▸ **WRITTEN TASK**
Reproduce the listing verbatim.

▸ **TASK INPUTS**
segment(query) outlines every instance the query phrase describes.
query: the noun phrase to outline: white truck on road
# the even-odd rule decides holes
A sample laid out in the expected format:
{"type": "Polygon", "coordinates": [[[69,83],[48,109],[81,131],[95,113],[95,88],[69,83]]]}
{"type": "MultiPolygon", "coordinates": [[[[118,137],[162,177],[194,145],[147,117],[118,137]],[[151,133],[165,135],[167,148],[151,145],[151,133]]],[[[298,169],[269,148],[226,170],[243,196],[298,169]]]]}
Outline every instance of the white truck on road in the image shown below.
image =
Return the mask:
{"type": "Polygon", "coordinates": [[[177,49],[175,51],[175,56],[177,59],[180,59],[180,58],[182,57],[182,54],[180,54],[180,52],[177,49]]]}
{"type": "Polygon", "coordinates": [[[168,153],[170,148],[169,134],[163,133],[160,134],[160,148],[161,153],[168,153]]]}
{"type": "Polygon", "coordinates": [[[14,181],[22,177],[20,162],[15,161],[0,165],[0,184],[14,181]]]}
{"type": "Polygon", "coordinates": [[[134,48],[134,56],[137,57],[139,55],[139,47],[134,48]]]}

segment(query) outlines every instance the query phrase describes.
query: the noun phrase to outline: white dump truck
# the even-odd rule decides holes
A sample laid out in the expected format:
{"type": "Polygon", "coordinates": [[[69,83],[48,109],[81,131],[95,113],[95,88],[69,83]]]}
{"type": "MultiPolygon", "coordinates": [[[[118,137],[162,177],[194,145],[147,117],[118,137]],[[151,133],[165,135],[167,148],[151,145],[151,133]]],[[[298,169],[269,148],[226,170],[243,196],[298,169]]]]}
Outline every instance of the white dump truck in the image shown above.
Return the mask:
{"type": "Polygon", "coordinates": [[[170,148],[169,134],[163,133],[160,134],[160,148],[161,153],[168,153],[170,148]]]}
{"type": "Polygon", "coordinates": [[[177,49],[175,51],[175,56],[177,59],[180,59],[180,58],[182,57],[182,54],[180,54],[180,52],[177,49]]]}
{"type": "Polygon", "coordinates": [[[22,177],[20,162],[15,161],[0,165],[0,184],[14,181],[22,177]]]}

▸ **ANSWER TO THIS PROBLEM**
segment(query) outlines every instance the query phrase describes.
query: the noun phrase to outline: white truck on road
# the even-odd rule decides holes
A sample laid out in the expected format:
{"type": "Polygon", "coordinates": [[[69,83],[48,109],[81,131],[95,113],[95,88],[69,83]]]}
{"type": "MultiPolygon", "coordinates": [[[[118,137],[162,177],[194,145],[147,117],[118,137]],[[151,133],[165,135],[167,148],[151,145],[151,133]]],[[[298,169],[269,148],[226,170],[243,196],[298,169]]]]}
Outline every instance of the white truck on road in the image shown below.
image =
Return the mask:
{"type": "Polygon", "coordinates": [[[177,49],[175,51],[175,56],[177,59],[180,59],[180,58],[182,57],[182,54],[180,54],[180,52],[177,49]]]}
{"type": "Polygon", "coordinates": [[[168,153],[170,148],[169,134],[163,133],[160,134],[160,148],[161,153],[168,153]]]}
{"type": "Polygon", "coordinates": [[[14,181],[22,177],[20,162],[15,161],[0,165],[0,184],[14,181]]]}
{"type": "Polygon", "coordinates": [[[134,48],[134,56],[137,57],[139,55],[139,47],[134,48]]]}

segment(query) outlines every instance the query phrase describes.
query: the noun phrase to outline: white dump truck
# the even-odd rule decides holes
A sample laid out in the expected format:
{"type": "Polygon", "coordinates": [[[69,83],[48,109],[81,131],[95,113],[95,88],[69,83]]]}
{"type": "MultiPolygon", "coordinates": [[[[118,137],[162,177],[194,145],[147,117],[118,137]],[[151,133],[165,135],[167,148],[151,145],[151,133]]],[[[298,169],[269,148],[226,170],[243,196],[298,169]]]]}
Outline every instance of the white dump truck in the image shown above.
Return the mask:
{"type": "Polygon", "coordinates": [[[170,148],[169,134],[163,133],[160,134],[160,148],[161,153],[168,153],[170,148]]]}
{"type": "Polygon", "coordinates": [[[177,49],[175,51],[175,56],[177,59],[180,59],[180,58],[182,57],[182,54],[180,54],[180,52],[177,49]]]}
{"type": "Polygon", "coordinates": [[[22,177],[20,162],[15,161],[0,165],[0,184],[14,181],[22,177]]]}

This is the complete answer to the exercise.